Reading passage:
↓↓↓

Any user on ChatGPT for free can use GPT-4 Turbo as much as they want, with limited access to GPT-5.3 if you make an account. For comparison's sake, here are the scores of the "target" models:
| Model | Score |
|---|---|
| Gemini 3.1 Pro | 57 |
| GPT-5.3 Codex | 54 |
| Claude Opus 4.6 | 53 |
| Gemini 3.0 Flash | 46 |
| GPT 5.4 Nano | 44 |
| GLM 4.7 | 42 |
| DeepSeek V3.2 | 42 |
| Claude 4.5 Haiku | 37 |
| Gemini 2.5 Pro | 35 |
| GPT-4o | 19 |
| GPT-4 Turbo | 14 |
And here are the scores of my models from Tuning LLMs for The Edge:
| Model | Score |
|---|---|
| Qwen3.5-0.8B | 11 |
| DeepSeek-R1-1.5B | 9 |
| Qwen3-1.7B | 8 |
| LFM2.5-1.2B-Thinking | 8 |
Qwen3.5 can compete with both speed and intelligence with GPT-4 Turbo, but my models are lacking in top-end intelligence.
The recent release of Qwen3.5 and Gemma 4 allows for more intelligence in the same small footprint.

↑↑↑

What this task involves:
In the passage on model scores, which of the author's own models has the highest score, and what is that score?

Record set:
↓↓↓

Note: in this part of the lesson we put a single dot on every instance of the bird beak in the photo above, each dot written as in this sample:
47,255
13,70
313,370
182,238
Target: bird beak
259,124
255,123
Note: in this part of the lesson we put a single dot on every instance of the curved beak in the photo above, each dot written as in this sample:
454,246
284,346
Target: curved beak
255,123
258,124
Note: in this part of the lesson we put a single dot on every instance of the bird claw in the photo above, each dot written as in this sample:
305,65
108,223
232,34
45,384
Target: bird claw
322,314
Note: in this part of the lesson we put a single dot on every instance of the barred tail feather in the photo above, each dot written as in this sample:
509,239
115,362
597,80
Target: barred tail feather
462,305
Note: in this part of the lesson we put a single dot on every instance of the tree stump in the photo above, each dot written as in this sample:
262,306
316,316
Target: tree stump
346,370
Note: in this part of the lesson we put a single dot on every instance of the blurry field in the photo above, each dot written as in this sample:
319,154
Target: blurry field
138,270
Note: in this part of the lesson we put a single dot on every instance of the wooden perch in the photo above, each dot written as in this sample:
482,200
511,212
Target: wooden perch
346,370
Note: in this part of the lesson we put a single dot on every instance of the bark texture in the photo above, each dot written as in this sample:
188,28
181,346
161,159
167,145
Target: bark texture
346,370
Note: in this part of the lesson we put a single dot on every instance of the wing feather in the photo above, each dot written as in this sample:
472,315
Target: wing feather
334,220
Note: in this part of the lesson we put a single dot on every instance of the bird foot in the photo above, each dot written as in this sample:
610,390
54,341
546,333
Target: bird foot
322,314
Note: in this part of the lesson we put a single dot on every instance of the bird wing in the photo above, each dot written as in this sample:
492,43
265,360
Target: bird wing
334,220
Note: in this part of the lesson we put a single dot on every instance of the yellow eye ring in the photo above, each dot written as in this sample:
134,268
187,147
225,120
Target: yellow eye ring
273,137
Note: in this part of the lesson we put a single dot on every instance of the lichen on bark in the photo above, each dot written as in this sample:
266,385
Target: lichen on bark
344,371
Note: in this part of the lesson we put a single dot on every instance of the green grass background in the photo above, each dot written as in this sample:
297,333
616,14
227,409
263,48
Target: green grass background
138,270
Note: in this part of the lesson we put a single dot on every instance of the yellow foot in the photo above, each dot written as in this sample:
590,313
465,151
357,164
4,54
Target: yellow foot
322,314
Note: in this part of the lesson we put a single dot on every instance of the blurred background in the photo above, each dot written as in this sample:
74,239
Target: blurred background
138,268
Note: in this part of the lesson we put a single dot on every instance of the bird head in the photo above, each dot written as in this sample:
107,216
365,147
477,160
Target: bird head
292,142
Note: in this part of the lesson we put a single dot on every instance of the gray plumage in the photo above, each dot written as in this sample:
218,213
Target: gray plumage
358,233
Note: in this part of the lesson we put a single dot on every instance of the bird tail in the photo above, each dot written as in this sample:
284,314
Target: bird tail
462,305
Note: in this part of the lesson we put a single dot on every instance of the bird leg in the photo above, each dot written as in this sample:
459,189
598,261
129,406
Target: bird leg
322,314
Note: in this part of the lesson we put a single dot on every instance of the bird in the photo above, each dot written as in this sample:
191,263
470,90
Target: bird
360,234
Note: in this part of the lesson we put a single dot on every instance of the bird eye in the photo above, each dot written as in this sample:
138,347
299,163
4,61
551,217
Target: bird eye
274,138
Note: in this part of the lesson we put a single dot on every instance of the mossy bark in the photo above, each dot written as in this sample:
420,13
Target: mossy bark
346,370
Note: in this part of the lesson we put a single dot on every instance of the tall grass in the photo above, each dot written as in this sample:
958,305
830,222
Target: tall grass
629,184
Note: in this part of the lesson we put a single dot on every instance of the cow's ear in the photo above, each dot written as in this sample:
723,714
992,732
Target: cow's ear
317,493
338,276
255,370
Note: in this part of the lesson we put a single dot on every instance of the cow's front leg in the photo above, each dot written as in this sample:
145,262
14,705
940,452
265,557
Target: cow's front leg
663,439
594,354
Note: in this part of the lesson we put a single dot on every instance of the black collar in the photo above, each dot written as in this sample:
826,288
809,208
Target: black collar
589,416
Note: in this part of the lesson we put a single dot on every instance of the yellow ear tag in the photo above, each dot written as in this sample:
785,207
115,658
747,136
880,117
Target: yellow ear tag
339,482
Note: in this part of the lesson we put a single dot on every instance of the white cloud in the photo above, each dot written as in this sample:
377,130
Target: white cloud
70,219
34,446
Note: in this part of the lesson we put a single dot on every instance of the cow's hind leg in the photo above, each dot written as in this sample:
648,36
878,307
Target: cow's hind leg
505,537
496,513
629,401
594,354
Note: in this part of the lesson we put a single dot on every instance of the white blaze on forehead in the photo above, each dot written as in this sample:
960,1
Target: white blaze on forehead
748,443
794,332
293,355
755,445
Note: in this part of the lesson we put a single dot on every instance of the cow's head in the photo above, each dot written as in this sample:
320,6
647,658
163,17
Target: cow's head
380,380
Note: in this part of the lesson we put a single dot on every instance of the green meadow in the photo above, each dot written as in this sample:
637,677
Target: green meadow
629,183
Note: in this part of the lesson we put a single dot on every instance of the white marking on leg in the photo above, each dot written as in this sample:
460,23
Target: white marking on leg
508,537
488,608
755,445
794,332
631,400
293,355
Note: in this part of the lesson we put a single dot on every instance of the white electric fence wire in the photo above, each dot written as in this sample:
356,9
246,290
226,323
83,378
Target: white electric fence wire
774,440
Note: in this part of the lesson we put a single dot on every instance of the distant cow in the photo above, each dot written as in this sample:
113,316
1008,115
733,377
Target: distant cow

↑↑↑

Exercise response:
Qwen3.5-0.8B, with a score of 11.